Extracted text:
_____

The Generation Rent activist group has come out against an amendment to the Renters Reform Bill which reversed the threat of open-ended tenancies in the student accommodation sector.
The original wording of the Bill removed fixed term tenancies, forcing student accommodation providers - both individual landlords and larger student accommodation services - to enter into open-ended tenancies, where there was no certainty of when a tenant may leave.
This uncertainty, along with the impending repeal of Section 21, created widespread uncertainty over the availability of properties for incoming student tenants each academic year. These proposed reforms threaten to destabilise the well-established model of student housing.
However, earlier this month the government issued an amendment to the Renters Reform Bill which allowed student tenancies to contain a ground for eviction, enforceable between June and August of every year, to keep student tenancies aligned with academic years.
This will apply to HMOs in which “the tenant was a full-time student, or the landlord reasonably believed that the tenant would become a full-time student during the tenancy”. This can only be used with the intention of letting to another set of students the following year.
Much of the academic and property world welcomed this amendment as - it was thought - an uncontentious and common sense change.
However, now Generation Rent activists have taken an opposing view, writing on the organisation’s website: “We are disappointed by this change, which will embed a two-tier system and will undermine the rights of students who do not conform to traditional term times (eg medical students).

_____

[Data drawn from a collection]
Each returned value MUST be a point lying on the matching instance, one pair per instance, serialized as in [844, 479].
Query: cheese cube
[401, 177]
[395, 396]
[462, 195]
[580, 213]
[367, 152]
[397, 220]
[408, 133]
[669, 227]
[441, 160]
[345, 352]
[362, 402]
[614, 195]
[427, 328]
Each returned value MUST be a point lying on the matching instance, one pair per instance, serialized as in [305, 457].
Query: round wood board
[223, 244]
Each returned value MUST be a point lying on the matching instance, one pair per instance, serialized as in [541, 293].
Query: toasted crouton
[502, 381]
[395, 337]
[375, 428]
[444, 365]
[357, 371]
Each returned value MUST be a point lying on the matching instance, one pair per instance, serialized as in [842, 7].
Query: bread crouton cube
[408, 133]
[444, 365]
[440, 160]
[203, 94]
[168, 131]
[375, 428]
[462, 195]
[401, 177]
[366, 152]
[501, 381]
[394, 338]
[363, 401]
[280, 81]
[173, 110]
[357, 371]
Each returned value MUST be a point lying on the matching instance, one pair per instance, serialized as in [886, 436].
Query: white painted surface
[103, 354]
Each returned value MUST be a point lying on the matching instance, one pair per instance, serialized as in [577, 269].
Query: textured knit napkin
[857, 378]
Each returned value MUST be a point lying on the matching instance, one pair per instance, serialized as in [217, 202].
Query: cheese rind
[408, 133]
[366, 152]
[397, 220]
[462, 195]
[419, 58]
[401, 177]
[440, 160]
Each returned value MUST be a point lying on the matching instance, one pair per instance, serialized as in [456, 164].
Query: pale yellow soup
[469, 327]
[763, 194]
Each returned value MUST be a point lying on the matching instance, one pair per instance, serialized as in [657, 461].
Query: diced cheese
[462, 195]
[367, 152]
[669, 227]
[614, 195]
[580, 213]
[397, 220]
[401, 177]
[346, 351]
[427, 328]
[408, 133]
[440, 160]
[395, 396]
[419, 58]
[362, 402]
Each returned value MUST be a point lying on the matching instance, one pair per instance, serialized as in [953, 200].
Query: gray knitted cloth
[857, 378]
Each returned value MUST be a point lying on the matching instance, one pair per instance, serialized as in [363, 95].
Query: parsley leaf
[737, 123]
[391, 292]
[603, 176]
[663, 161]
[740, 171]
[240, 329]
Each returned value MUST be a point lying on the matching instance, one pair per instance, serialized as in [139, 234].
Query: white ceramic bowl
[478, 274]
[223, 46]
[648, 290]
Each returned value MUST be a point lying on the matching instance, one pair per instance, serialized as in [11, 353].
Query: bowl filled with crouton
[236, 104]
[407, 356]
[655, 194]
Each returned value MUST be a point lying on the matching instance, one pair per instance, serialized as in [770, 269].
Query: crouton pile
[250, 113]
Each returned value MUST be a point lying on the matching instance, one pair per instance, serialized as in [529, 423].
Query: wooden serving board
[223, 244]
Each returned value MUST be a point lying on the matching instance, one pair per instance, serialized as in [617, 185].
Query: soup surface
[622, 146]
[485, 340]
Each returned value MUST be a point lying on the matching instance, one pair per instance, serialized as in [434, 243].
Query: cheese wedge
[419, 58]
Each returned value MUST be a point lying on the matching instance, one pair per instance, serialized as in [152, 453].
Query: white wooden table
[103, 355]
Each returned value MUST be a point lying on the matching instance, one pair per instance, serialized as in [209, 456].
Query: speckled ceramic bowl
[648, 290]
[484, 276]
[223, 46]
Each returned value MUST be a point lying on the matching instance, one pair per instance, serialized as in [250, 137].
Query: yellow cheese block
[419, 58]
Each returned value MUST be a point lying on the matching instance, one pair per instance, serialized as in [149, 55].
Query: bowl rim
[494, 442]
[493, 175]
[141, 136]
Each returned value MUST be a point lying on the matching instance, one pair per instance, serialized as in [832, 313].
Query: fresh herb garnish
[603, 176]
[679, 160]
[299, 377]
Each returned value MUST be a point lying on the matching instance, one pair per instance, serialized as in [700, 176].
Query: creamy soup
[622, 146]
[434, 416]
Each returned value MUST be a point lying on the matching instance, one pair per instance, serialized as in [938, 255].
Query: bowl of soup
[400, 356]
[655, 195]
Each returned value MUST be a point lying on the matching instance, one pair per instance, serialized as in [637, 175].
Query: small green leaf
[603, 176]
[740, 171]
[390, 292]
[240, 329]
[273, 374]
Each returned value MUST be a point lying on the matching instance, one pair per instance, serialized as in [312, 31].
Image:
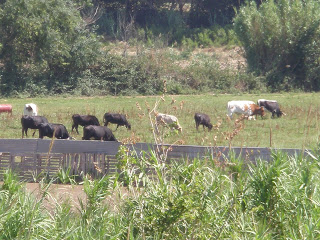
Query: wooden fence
[31, 157]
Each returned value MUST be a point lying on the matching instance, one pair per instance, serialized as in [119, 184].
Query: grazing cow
[83, 120]
[116, 118]
[98, 133]
[272, 106]
[59, 130]
[202, 119]
[248, 108]
[168, 120]
[30, 109]
[32, 122]
[6, 108]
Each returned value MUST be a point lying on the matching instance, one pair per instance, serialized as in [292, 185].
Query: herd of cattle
[93, 130]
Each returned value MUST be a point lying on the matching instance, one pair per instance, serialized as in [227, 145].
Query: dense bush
[198, 199]
[281, 41]
[45, 46]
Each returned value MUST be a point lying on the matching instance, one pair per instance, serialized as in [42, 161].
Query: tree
[281, 41]
[43, 42]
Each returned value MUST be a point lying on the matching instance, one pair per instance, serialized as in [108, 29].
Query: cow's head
[45, 129]
[128, 126]
[259, 111]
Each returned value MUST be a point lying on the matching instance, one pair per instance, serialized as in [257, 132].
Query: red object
[6, 108]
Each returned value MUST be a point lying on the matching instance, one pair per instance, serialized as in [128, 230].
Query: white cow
[272, 106]
[247, 108]
[168, 120]
[30, 109]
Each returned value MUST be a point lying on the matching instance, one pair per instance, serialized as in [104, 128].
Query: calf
[83, 120]
[48, 129]
[202, 119]
[272, 106]
[98, 133]
[248, 108]
[32, 122]
[116, 118]
[168, 120]
[6, 108]
[30, 109]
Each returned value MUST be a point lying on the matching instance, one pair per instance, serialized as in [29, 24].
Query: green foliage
[280, 39]
[64, 176]
[45, 43]
[186, 199]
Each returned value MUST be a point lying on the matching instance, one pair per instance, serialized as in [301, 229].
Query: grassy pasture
[299, 128]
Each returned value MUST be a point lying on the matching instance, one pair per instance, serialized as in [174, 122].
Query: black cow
[32, 122]
[98, 133]
[202, 119]
[116, 118]
[59, 130]
[83, 120]
[272, 106]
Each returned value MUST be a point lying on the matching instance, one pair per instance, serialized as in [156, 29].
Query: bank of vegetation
[199, 199]
[66, 47]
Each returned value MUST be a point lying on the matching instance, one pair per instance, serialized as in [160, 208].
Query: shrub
[280, 39]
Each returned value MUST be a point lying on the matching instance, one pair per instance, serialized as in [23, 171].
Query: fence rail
[30, 157]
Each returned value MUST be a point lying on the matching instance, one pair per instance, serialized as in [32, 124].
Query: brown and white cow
[272, 106]
[247, 108]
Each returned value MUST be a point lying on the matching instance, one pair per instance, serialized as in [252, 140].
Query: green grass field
[298, 129]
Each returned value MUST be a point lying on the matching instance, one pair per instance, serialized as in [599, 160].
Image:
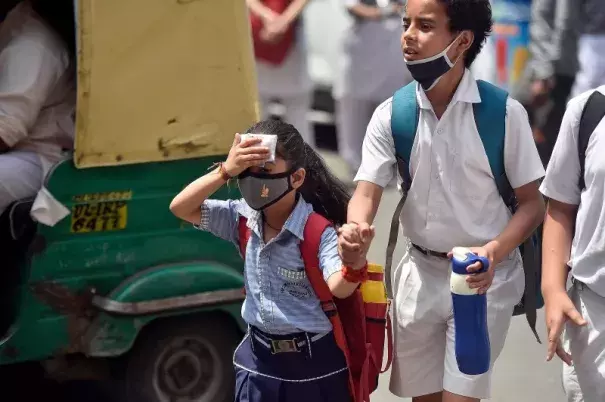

_____

To do:
A. Rewrite the Renters Reform Bill article between "This will apply" and "common sense change.", inclusive, changing "HMOs" to "houses in multiple occupation".
B. Answer these questions from the Renters Reform Bill article:
(i) What type of tenancies did the original wording of the Bill remove?
(ii) Between which months can the new ground for eviction be enforced each year?
(iii) What group does Generation Rent give as an example of students who do not conform to traditional term times?
Base your work on the Renters Reform Bill article alone.

Answers by item number:
A.
This will apply to houses in multiple occupation in which “the tenant was a full-time student, or the landlord reasonably believed that the tenant would become a full-time student during the tenancy”. This can only be used with the intention of letting to another set of students the following year.
Much of the academic and property world welcomed this amendment as - it was thought - an uncontentious and common sense change.

B.
(i) Fixed term tenancies
(ii) June and August
(iii) Medical students